*Written problem*. Select every line of the records that contains the string "tree" and copy each one out. Case counts.

** begin Material provided **

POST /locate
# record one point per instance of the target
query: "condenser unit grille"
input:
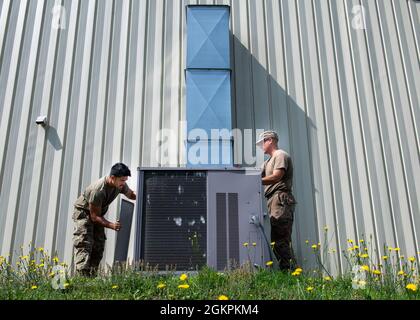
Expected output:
(174, 220)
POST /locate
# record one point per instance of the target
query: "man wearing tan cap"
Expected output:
(277, 178)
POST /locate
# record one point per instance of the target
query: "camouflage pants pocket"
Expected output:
(83, 241)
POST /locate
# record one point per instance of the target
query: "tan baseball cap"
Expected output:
(265, 135)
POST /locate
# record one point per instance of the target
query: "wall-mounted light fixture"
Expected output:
(42, 120)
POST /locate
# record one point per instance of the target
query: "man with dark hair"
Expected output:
(88, 216)
(277, 178)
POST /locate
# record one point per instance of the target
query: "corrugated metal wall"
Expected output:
(110, 75)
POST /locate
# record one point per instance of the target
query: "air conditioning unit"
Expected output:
(189, 218)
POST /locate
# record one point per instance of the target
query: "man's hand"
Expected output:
(116, 225)
(131, 194)
(274, 178)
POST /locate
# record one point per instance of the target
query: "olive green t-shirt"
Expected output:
(280, 160)
(100, 195)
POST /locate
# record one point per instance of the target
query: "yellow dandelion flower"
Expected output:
(412, 287)
(362, 283)
(365, 268)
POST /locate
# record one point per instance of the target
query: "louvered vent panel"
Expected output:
(175, 219)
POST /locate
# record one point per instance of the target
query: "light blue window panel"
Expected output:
(208, 37)
(209, 108)
(208, 100)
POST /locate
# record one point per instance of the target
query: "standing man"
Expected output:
(277, 178)
(89, 222)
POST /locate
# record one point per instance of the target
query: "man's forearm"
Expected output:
(102, 222)
(270, 180)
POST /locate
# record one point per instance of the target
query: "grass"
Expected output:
(38, 276)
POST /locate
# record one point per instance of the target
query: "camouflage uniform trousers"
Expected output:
(89, 243)
(281, 207)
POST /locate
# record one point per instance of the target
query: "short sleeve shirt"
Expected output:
(99, 194)
(280, 160)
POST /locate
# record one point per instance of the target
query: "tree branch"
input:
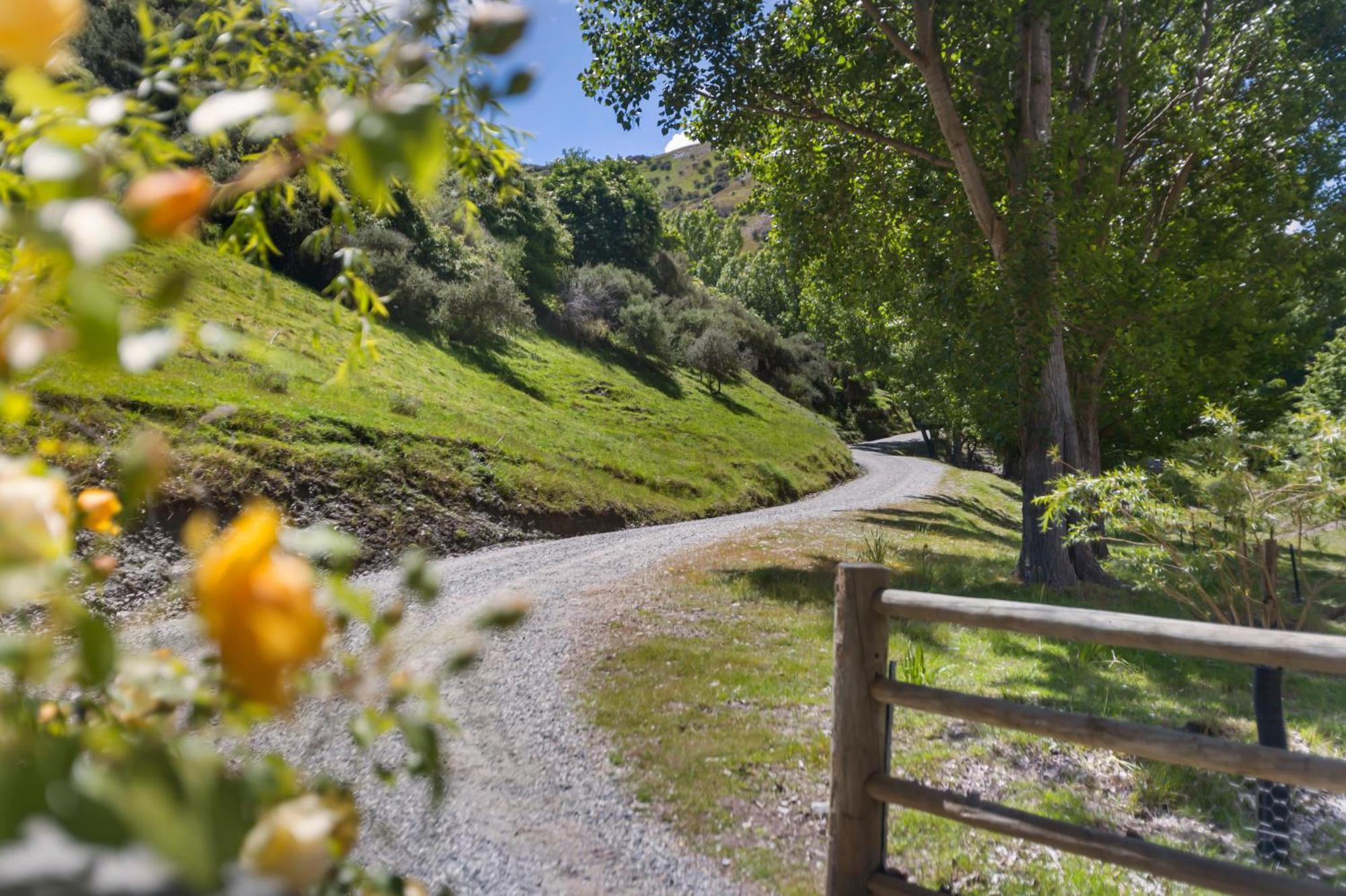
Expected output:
(892, 34)
(808, 112)
(955, 135)
(1091, 68)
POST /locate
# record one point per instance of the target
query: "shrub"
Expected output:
(414, 293)
(609, 208)
(596, 295)
(715, 357)
(644, 328)
(273, 381)
(489, 305)
(404, 404)
(531, 227)
(671, 274)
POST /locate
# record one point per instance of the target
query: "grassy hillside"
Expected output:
(448, 447)
(694, 176)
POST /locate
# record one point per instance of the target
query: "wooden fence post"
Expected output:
(861, 645)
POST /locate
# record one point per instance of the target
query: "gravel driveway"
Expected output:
(535, 805)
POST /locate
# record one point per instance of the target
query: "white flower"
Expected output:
(409, 98)
(92, 228)
(142, 352)
(229, 108)
(36, 535)
(106, 111)
(49, 161)
(34, 515)
(25, 348)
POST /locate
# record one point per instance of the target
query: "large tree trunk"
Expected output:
(1088, 395)
(1049, 433)
(1047, 427)
(1088, 398)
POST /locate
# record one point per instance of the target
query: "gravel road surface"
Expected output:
(535, 805)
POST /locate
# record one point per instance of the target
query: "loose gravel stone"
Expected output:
(535, 805)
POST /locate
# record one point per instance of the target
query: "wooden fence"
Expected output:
(863, 692)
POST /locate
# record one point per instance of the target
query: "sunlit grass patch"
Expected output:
(718, 699)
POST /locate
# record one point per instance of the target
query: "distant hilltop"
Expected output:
(697, 176)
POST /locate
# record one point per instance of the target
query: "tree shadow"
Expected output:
(904, 449)
(730, 404)
(812, 587)
(978, 509)
(649, 372)
(493, 359)
(928, 523)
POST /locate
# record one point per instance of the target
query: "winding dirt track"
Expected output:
(535, 805)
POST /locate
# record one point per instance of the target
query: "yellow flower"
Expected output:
(259, 606)
(169, 204)
(298, 842)
(99, 508)
(34, 33)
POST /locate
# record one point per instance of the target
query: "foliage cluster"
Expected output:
(217, 112)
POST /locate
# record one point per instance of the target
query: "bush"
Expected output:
(671, 274)
(414, 293)
(644, 328)
(609, 208)
(530, 225)
(273, 381)
(404, 404)
(594, 298)
(489, 305)
(715, 357)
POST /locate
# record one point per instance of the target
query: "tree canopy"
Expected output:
(610, 209)
(1098, 197)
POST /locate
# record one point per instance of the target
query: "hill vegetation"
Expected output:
(444, 445)
(694, 177)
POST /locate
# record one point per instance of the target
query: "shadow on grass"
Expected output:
(810, 587)
(649, 372)
(493, 359)
(936, 524)
(730, 404)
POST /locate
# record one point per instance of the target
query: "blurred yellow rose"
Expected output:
(169, 204)
(259, 606)
(99, 508)
(298, 842)
(34, 33)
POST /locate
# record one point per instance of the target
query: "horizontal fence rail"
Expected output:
(1147, 742)
(1129, 852)
(1238, 644)
(862, 694)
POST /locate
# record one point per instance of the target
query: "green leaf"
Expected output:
(95, 317)
(98, 649)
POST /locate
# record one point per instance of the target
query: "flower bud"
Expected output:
(169, 204)
(34, 33)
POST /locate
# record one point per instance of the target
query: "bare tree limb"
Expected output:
(954, 131)
(1091, 67)
(892, 34)
(804, 111)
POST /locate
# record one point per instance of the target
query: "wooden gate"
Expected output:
(862, 692)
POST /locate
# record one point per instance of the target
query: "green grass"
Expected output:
(434, 442)
(718, 698)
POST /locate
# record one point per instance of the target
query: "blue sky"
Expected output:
(557, 111)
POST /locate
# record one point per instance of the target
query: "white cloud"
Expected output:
(679, 142)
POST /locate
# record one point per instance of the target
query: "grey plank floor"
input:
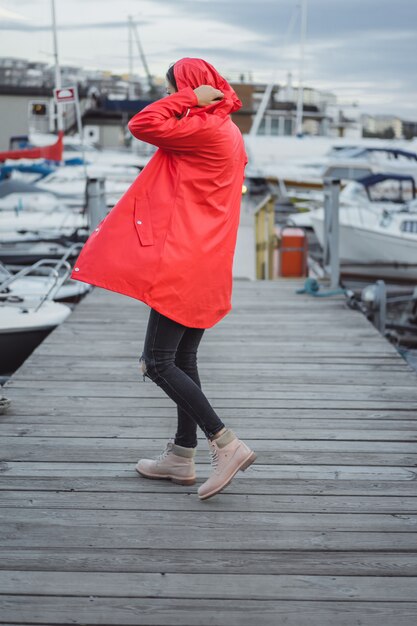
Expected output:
(320, 531)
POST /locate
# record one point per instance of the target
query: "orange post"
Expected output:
(292, 252)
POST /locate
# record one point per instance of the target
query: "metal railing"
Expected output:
(265, 237)
(331, 260)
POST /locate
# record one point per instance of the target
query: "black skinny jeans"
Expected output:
(169, 358)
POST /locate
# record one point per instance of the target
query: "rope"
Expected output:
(312, 287)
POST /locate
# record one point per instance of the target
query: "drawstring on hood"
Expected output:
(192, 72)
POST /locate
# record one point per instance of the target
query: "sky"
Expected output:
(364, 51)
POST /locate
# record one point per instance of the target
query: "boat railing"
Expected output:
(53, 269)
(265, 237)
(331, 259)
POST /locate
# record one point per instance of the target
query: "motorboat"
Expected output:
(68, 182)
(383, 191)
(35, 285)
(26, 320)
(377, 239)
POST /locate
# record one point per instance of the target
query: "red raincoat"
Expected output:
(170, 240)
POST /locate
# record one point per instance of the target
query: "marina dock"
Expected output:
(320, 531)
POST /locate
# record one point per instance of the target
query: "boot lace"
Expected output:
(165, 453)
(214, 457)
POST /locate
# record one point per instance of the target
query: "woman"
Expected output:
(170, 242)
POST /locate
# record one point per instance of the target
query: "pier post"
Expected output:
(96, 205)
(331, 260)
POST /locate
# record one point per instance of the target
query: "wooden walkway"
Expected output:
(320, 531)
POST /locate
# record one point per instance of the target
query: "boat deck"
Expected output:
(319, 531)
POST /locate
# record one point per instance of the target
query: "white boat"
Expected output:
(25, 320)
(23, 327)
(373, 234)
(35, 286)
(379, 192)
(68, 182)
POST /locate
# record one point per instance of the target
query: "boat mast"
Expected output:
(300, 99)
(131, 91)
(58, 108)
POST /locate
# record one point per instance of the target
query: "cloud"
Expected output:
(28, 27)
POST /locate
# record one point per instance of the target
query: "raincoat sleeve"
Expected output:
(159, 125)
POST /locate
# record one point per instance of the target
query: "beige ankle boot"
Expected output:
(175, 463)
(228, 455)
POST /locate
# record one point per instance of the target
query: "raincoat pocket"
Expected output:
(143, 224)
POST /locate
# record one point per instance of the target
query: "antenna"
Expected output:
(59, 116)
(300, 99)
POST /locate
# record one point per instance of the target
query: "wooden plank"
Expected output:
(240, 502)
(227, 586)
(74, 482)
(202, 612)
(257, 471)
(132, 428)
(256, 561)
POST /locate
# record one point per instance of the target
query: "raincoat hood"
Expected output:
(192, 72)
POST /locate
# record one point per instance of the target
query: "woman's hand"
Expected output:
(207, 94)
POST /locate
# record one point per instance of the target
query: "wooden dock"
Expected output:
(319, 531)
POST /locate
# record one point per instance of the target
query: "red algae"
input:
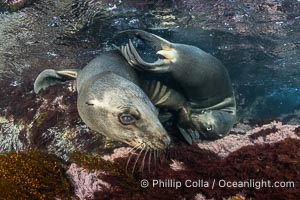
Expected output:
(251, 164)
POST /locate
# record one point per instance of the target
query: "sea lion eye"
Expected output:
(127, 119)
(209, 128)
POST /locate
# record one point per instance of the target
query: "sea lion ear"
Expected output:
(51, 77)
(91, 102)
(94, 102)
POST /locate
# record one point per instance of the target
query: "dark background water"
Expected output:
(258, 41)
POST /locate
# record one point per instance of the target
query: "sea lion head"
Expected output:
(212, 124)
(120, 110)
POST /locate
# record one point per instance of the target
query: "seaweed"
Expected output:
(33, 175)
(270, 162)
(263, 133)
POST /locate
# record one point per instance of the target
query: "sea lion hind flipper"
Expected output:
(150, 38)
(186, 135)
(135, 60)
(51, 77)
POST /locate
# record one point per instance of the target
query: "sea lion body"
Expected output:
(209, 110)
(110, 101)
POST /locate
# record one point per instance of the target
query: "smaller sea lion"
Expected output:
(111, 102)
(210, 108)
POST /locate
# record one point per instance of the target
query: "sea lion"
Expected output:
(210, 108)
(111, 102)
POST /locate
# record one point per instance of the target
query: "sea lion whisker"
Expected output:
(143, 162)
(155, 158)
(149, 161)
(133, 150)
(137, 160)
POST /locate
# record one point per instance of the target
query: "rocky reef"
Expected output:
(43, 135)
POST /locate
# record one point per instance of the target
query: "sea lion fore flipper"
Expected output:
(135, 60)
(51, 77)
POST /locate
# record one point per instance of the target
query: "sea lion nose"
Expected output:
(166, 140)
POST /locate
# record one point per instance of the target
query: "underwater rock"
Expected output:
(15, 4)
(272, 157)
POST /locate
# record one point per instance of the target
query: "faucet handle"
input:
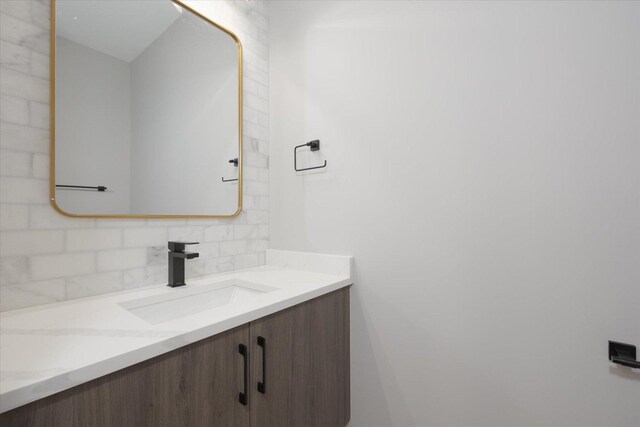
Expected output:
(179, 246)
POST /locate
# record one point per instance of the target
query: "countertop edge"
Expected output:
(16, 398)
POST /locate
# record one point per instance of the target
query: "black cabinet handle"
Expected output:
(242, 397)
(262, 385)
(623, 354)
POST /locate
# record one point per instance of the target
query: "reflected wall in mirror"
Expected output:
(147, 102)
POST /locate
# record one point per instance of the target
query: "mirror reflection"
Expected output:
(147, 111)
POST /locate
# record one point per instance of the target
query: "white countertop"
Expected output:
(47, 349)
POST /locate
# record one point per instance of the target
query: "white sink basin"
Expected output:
(188, 300)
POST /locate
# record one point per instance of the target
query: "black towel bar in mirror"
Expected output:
(314, 146)
(235, 163)
(83, 187)
(623, 354)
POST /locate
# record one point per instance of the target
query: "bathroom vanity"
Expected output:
(263, 347)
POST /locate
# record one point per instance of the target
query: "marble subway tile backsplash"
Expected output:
(46, 257)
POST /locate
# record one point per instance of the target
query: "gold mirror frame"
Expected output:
(52, 107)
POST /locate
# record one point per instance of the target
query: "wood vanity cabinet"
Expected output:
(300, 356)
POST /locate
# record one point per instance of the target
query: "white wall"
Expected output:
(483, 170)
(93, 129)
(45, 257)
(185, 122)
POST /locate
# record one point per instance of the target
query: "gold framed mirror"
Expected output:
(146, 111)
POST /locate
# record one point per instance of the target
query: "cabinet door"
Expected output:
(197, 385)
(305, 350)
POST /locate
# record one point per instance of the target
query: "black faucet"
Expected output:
(177, 255)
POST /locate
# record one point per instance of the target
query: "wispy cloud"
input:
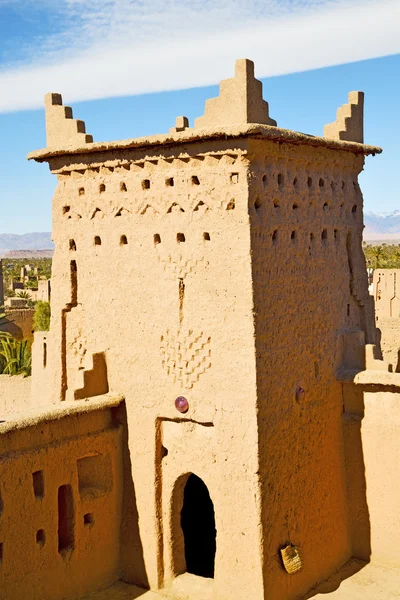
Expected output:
(123, 47)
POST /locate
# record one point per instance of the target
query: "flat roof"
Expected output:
(246, 130)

** end Material provided **

*Problem solution*.
query: "tree branch"
query: "large tree trunk"
query: "tree shadow"
query: "tree canopy"
query: "bare tree limb"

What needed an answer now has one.